* **RECORDS FOR THE TASK**:
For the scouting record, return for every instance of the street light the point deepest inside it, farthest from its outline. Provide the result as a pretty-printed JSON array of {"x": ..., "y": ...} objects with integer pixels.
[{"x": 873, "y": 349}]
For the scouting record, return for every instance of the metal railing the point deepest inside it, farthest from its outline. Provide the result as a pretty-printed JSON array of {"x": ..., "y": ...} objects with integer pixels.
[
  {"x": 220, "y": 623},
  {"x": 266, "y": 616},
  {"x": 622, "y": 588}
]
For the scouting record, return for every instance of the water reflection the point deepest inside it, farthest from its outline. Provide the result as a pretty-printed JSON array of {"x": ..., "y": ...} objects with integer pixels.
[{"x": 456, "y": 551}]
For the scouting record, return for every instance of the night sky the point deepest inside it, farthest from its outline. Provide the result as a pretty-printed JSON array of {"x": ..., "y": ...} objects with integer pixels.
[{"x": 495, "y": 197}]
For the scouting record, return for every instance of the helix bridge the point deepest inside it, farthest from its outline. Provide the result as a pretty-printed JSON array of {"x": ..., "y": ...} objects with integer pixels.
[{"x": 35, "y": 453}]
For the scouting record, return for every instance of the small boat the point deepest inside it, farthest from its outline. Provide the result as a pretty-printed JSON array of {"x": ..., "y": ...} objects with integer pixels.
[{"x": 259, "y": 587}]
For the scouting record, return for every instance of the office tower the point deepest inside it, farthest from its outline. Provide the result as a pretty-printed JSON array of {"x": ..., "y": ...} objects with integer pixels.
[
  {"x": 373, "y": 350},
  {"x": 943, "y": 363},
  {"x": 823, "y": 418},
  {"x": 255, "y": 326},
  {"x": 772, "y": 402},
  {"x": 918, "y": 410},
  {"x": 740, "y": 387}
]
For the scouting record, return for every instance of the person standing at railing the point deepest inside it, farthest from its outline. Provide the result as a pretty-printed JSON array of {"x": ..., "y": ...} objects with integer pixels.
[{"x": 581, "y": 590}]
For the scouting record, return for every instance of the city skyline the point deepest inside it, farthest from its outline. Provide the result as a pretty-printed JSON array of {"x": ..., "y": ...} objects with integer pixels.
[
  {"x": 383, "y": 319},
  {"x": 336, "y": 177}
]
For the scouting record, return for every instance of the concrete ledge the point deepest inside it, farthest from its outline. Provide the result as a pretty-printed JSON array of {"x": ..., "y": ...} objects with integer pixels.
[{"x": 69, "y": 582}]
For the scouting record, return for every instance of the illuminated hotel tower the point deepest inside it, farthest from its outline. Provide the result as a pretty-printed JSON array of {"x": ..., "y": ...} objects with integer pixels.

* **EXERCISE REQUIREMENTS**: Reproduce all of the records above verbatim, line for line, without altering any wording.

* **ANSWER TO THE TASK**:
For the scouting record, return for every instance of the street light the point deepest inside it, farthest from its outline. Provide the result as a pretty-printed JSON array of {"x": ..., "y": ...} objects with integer pixels.
[{"x": 873, "y": 349}]
For the scouting record, return for every instance of the metal railing the point deepest inside it, farthest from its outline. Provide the result as a pretty-printed JSON array of {"x": ..., "y": ...} objects with integer pixels.
[
  {"x": 220, "y": 623},
  {"x": 266, "y": 616},
  {"x": 622, "y": 588}
]
For the scouting record, return for every instance of the water reflection the point deepest inside it, farthest from its outline. Provide the result as a pretty-printed JSON array of {"x": ..., "y": ...} objects with integer pixels.
[{"x": 456, "y": 551}]
For the scouting record, return for every instance of the night sky the point deepest inside it, farthest from its outline. Provide the result as a pretty-printed JSON array of {"x": ..., "y": ...} objects with integer pixels.
[{"x": 495, "y": 197}]
For the scouting record, return for every instance of the helix bridge the point deepest inside it, farthest from its outline. Provide the result as a pretty-printed JSON array of {"x": ..., "y": ...} objects with integer pixels.
[{"x": 35, "y": 453}]
For the scouting record, return for every instance of the small boat the point deepest inside it, farthest from its outline. Provide the result as a pretty-printed JSON array of {"x": ..., "y": ...} objects with integer pixels.
[{"x": 259, "y": 587}]
For the scouting record, return for every instance of the office tower the point deepest inside it, farthest from its outline. Provide the result as a pretty-printed JSON array of {"x": ..., "y": ...} objects with integer pixels.
[
  {"x": 373, "y": 350},
  {"x": 943, "y": 363},
  {"x": 823, "y": 418},
  {"x": 255, "y": 326},
  {"x": 772, "y": 402},
  {"x": 918, "y": 410},
  {"x": 740, "y": 387}
]
For the scouting record, return for every instance of the person standing at railing the point deepest inside it, farthest from its outline. Provide the result as a pretty-printed JSON array of {"x": ..., "y": ...} objects with integer pixels.
[{"x": 581, "y": 590}]
For the scouting record, return for every instance of the city skyline the point deepest inside it, farthest from its outline. Provide the result as a pretty-printed JSON array of {"x": ..., "y": ...} objects with integer pixels.
[
  {"x": 383, "y": 319},
  {"x": 336, "y": 177}
]
For the scouting record, return for every instance of the concrete ledge the point deepest inside it, farthest from its outline. Provide the result as a pretty-printed JSON array of {"x": ..., "y": ...} objects with integer pixels.
[{"x": 69, "y": 582}]
For the scouting record, return for every instance of the illuminated hotel tower the point deepest inside it, farthest from its outline. Provide the result as a pretty-printed JSON array of {"x": ..., "y": ...} objects with integer pixels.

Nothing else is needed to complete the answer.